**Given exercise**.
Rewrite the part of the entries that opens with the line containing "for the pink" and closes with the line containing "[250,192,281,212]", substituting "manager" for "supervisor" and leaving everything else unchanged. Give only those lines.

**Entries provided**.

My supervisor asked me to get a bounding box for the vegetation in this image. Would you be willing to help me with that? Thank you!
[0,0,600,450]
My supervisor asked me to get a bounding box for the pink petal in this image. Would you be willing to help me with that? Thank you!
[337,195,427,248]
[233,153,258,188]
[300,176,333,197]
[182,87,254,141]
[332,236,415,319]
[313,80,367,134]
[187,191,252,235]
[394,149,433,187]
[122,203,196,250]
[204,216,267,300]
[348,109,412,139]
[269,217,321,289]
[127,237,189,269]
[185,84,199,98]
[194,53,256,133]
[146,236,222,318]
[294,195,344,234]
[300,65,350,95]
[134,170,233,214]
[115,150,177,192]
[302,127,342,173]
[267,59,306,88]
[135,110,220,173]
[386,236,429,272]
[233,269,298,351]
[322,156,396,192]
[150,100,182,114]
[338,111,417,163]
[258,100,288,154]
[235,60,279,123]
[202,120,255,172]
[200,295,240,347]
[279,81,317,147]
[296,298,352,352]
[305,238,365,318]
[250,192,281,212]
==
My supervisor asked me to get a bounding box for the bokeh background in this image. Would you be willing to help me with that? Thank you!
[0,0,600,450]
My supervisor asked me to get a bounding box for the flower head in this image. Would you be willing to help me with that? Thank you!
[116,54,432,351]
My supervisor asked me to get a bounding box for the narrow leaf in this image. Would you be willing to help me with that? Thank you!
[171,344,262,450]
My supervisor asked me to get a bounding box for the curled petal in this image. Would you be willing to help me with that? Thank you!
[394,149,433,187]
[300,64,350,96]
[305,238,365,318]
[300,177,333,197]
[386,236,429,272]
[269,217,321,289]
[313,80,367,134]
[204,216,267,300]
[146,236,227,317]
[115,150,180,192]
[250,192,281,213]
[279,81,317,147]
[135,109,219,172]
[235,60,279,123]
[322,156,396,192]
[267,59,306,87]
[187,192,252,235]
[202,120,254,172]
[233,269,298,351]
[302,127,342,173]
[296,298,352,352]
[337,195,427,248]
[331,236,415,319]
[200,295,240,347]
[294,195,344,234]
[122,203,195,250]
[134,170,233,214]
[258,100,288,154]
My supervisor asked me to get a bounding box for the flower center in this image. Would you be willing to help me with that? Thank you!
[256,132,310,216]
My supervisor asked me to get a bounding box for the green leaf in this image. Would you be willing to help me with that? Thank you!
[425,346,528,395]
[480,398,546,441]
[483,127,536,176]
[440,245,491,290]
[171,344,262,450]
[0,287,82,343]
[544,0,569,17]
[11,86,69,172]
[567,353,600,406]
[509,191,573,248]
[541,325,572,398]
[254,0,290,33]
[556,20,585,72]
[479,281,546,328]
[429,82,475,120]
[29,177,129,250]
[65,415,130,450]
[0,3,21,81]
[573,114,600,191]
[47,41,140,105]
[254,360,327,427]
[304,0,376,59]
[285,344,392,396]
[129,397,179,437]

**Correct output**.
My manager asked me to get a bounding box for the pink petal in this image. Would you be willing to help me with that? Thank you!
[337,195,427,248]
[233,153,258,188]
[300,176,333,197]
[182,87,254,141]
[332,236,415,319]
[313,80,367,134]
[187,191,252,235]
[394,149,433,187]
[122,203,196,250]
[204,216,267,300]
[348,109,412,139]
[269,217,321,289]
[127,237,189,269]
[185,84,199,98]
[194,53,256,133]
[146,236,222,318]
[294,195,344,234]
[300,65,350,95]
[134,170,233,214]
[115,150,177,192]
[302,127,342,173]
[267,59,306,88]
[135,110,220,173]
[386,236,429,272]
[233,269,298,351]
[322,156,396,192]
[150,100,182,114]
[338,111,417,163]
[258,100,288,154]
[235,60,279,123]
[202,120,255,172]
[200,295,240,347]
[279,81,317,147]
[296,298,352,352]
[305,238,365,318]
[250,192,281,212]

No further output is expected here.